WHAT IS ASKED
Return the lines that run from the line containing "Put one marker on each instance of the white painted" through the end of the entries, both ends included. Leave out all pictures.

___

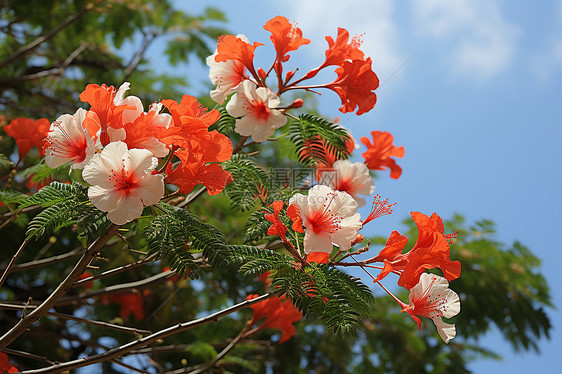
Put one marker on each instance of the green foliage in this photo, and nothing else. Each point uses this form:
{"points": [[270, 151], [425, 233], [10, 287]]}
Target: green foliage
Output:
{"points": [[49, 77], [253, 261], [310, 149], [256, 227], [176, 234], [226, 122], [249, 182], [5, 162], [507, 277], [65, 205]]}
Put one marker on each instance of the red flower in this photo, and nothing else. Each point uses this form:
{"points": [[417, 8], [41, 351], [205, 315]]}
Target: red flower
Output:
{"points": [[319, 257], [430, 251], [294, 214], [379, 153], [103, 113], [232, 48], [28, 134], [339, 51], [279, 314], [355, 85], [285, 38], [5, 366], [278, 228], [188, 175]]}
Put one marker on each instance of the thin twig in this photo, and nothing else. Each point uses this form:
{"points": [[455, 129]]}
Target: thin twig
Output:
{"points": [[130, 330], [13, 352], [59, 292], [119, 288], [126, 348], [222, 353], [148, 39], [37, 42]]}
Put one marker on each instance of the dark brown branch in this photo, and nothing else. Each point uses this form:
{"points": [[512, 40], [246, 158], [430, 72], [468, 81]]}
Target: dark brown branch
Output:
{"points": [[119, 288], [58, 70], [137, 58], [130, 330], [122, 350], [37, 42], [62, 289]]}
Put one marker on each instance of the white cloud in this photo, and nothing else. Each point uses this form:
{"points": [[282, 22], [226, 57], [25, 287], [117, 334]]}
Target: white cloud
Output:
{"points": [[548, 61], [478, 40], [318, 18]]}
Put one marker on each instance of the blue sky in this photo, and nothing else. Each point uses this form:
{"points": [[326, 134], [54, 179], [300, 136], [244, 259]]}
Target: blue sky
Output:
{"points": [[472, 90]]}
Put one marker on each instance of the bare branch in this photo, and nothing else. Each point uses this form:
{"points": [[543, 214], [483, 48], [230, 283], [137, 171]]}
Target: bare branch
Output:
{"points": [[37, 42], [122, 350], [147, 40], [130, 330], [62, 289]]}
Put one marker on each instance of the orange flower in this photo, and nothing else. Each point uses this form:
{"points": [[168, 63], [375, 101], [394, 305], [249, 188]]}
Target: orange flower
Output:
{"points": [[285, 38], [279, 314], [430, 251], [187, 175], [379, 153], [319, 257], [231, 48], [104, 112], [28, 134], [354, 85], [339, 51]]}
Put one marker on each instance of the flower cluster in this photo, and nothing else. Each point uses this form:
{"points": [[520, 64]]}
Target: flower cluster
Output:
{"points": [[118, 145], [257, 107]]}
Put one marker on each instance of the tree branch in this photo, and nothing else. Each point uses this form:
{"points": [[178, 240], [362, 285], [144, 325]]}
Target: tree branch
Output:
{"points": [[37, 42], [66, 285], [120, 351], [130, 330]]}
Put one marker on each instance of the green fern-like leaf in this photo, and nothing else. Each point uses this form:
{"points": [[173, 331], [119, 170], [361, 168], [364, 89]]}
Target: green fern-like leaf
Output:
{"points": [[54, 193], [176, 234], [248, 182], [253, 261], [312, 135], [9, 196]]}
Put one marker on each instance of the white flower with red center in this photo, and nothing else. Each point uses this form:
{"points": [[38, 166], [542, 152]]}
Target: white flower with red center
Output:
{"points": [[432, 298], [67, 141], [256, 106], [350, 177], [227, 75], [329, 217], [122, 182]]}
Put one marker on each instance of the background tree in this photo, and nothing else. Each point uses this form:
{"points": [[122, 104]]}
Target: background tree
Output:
{"points": [[50, 51]]}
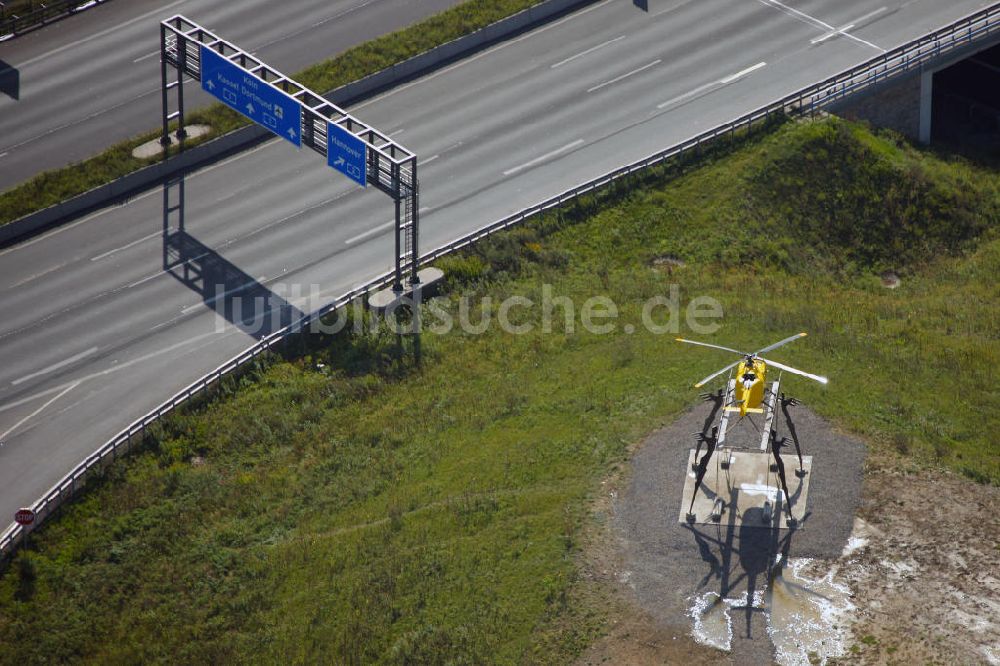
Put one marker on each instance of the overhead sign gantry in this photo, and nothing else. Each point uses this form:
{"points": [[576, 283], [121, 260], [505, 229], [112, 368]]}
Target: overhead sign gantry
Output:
{"points": [[296, 114]]}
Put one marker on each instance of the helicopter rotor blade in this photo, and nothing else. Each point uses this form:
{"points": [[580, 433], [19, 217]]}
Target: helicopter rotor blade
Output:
{"points": [[706, 344], [716, 374], [779, 344], [819, 378]]}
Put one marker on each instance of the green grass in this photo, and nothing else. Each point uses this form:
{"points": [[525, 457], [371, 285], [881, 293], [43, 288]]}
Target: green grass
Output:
{"points": [[52, 187], [370, 511]]}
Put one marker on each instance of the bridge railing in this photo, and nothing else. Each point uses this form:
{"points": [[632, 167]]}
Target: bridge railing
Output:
{"points": [[811, 99], [16, 21]]}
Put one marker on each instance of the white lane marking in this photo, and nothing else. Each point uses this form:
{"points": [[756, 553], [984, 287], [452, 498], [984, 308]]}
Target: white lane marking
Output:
{"points": [[832, 33], [374, 231], [466, 61], [853, 24], [539, 160], [55, 366], [153, 192], [37, 275], [371, 232], [689, 94], [587, 52], [739, 75], [33, 397], [159, 11], [815, 22], [125, 247], [668, 10], [38, 411], [726, 80], [148, 55], [625, 76], [145, 279]]}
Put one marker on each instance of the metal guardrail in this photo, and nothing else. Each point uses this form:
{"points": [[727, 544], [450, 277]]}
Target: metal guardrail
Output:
{"points": [[907, 58], [38, 14]]}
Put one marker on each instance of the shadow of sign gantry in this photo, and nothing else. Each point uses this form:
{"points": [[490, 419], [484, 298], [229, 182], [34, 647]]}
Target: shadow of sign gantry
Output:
{"points": [[10, 80], [223, 287]]}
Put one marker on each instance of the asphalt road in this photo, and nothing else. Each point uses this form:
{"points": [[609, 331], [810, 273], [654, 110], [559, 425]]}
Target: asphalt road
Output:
{"points": [[69, 90], [95, 332]]}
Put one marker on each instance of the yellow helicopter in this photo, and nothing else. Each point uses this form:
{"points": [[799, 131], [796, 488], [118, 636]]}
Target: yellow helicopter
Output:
{"points": [[750, 373]]}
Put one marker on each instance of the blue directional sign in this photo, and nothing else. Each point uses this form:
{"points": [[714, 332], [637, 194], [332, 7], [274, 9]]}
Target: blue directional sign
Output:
{"points": [[346, 153], [256, 99]]}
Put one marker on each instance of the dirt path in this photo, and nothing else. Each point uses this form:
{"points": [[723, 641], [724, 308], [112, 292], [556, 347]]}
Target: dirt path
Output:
{"points": [[893, 574]]}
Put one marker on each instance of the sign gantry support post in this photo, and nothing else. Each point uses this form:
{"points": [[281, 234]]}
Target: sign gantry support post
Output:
{"points": [[302, 117], [166, 86]]}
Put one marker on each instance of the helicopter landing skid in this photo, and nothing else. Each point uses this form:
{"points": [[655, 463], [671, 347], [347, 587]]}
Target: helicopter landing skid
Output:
{"points": [[744, 482]]}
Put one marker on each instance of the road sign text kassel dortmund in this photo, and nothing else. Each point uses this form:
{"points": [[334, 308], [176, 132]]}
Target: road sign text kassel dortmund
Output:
{"points": [[256, 99]]}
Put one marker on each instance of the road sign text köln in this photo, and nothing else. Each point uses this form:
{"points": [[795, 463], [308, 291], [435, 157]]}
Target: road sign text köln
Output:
{"points": [[346, 153], [256, 99]]}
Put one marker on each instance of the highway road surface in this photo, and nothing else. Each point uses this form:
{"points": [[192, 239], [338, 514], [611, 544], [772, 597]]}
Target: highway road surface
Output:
{"points": [[95, 332], [69, 90]]}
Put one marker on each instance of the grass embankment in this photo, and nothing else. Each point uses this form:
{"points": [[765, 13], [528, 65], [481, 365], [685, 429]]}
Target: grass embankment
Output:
{"points": [[52, 187], [366, 511]]}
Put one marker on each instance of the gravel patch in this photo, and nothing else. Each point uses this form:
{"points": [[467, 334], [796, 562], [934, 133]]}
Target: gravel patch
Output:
{"points": [[666, 564]]}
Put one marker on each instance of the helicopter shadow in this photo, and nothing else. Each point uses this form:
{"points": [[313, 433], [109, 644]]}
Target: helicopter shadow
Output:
{"points": [[223, 287], [743, 558]]}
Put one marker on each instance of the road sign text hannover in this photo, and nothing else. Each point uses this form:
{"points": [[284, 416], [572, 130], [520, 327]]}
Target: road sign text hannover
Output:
{"points": [[346, 153]]}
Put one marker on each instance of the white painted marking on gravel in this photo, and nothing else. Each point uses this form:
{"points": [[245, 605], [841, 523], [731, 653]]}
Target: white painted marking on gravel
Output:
{"points": [[125, 247], [542, 158], [55, 366], [587, 52], [624, 76]]}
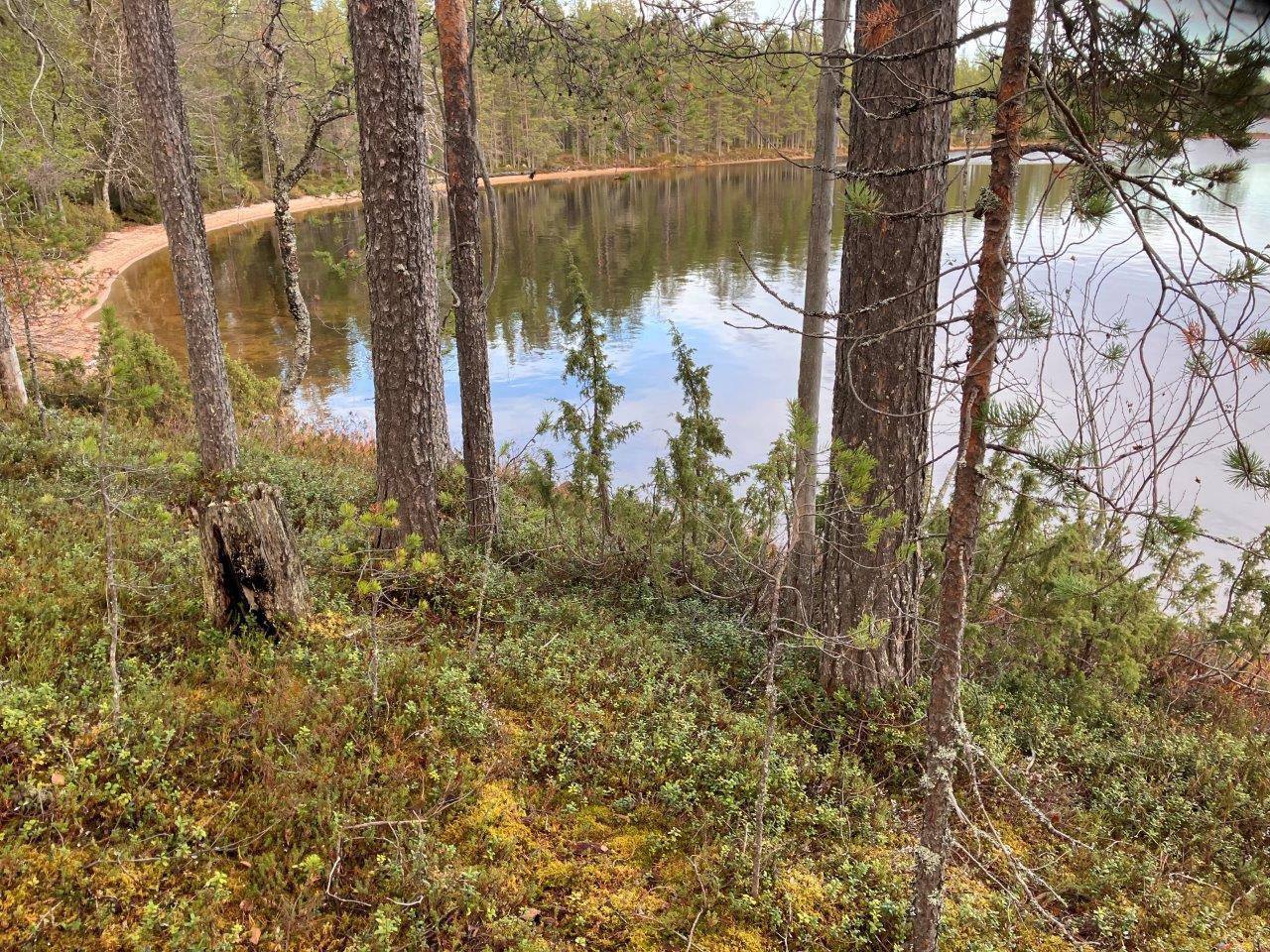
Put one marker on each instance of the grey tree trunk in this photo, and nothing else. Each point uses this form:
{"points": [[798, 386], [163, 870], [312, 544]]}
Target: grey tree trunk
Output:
{"points": [[944, 740], [13, 388], [816, 296], [898, 136], [411, 433], [282, 180], [153, 50], [298, 307], [250, 567], [462, 188]]}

___

FINISHED TASK
Put one marker on each instance of the white painted marking on gravel in this photo, and nothing else. Each point uses this form:
{"points": [[245, 605], [841, 523], [731, 653]]}
Target: white painted marking on gravel
Output:
{"points": [[125, 247], [542, 158], [55, 366], [587, 52], [624, 76]]}
Put one marker on each instance of the grey tree trunk in this photo, and nothing else. Each point uses this form:
{"points": [[798, 386], [163, 870], [312, 544]]}
Target: grey tree trunk
Output:
{"points": [[944, 740], [13, 388], [816, 296], [898, 136], [411, 433], [282, 180], [153, 50], [298, 307], [250, 567], [462, 188]]}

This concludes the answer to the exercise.